• [Text extract]
Wednesday, 30 November 2011

"Christianity: the easiest religion, the hardest religion" (Francis Schaeffer)

Francis Schaeffer (1912 - 1984)
"If it is so true that there are good and sufficient reasons to know that Christianity is true, why doesn't everybody accept the sufficient answers?
"We must realise that Christianity is the easiest religion in the world, because it is the only religion in which God the Father and Christ and the Holy Spirit do everything.  God is the Creator;  we have nothing to do with our existence, or existence of other things.  We can shape other things, but we cannot change the fact of existence.  We can do nothing for our salvation because Christ did it all. We do not have to do anything.  In every other religion we have to do something - everything from burning a joss stick to sacrificing our firstborn child to dropping a coin in the collection plate - the whole spectrum.  But with Christianity, we do not have to do anything:  God has done it all.  He has created us and He has sent His Son;  His Son died and because the Son is infinite, therefore He bears our total guilt.  We do not need to bear our guilt, nor do we even have to merit the merit of Christ.  he does it all.  So in one way it is the easiest religion in the world.

• [Work to complete]
• a. What examples of things people must do in other religions does the Schaeffer excerpt list?
• b. Why does the Schaeffer excerpt call Christianity the easiest religion in the world?
• c. Reproduce the part of the Schaeffer excerpt that begins at the words "Francis Schaeffer (1912" and stops after "the sufficient answers?".
The material after this point comes from a separate source.

• [Provided data]
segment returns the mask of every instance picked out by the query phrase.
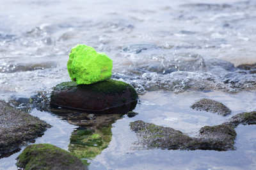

• [Answer set]
• a.
- Burning a joss stick
- Sacrificing our firstborn child
- Dropping a coin in the collection plate

• b. It says Christianity is the only religion in which God the Father, Christ and the Holy Spirit do everything. God is the Creator, and Christ did all that salvation requires, even bearing our total guilt. So, unlike every other religion, we do not have to do anything.

• c.
Francis Schaeffer (1912 - 1984)
"If it is so true that there are good and sufficient reasons to know that Christianity is true, why doesn't everybody accept the sufficient answers?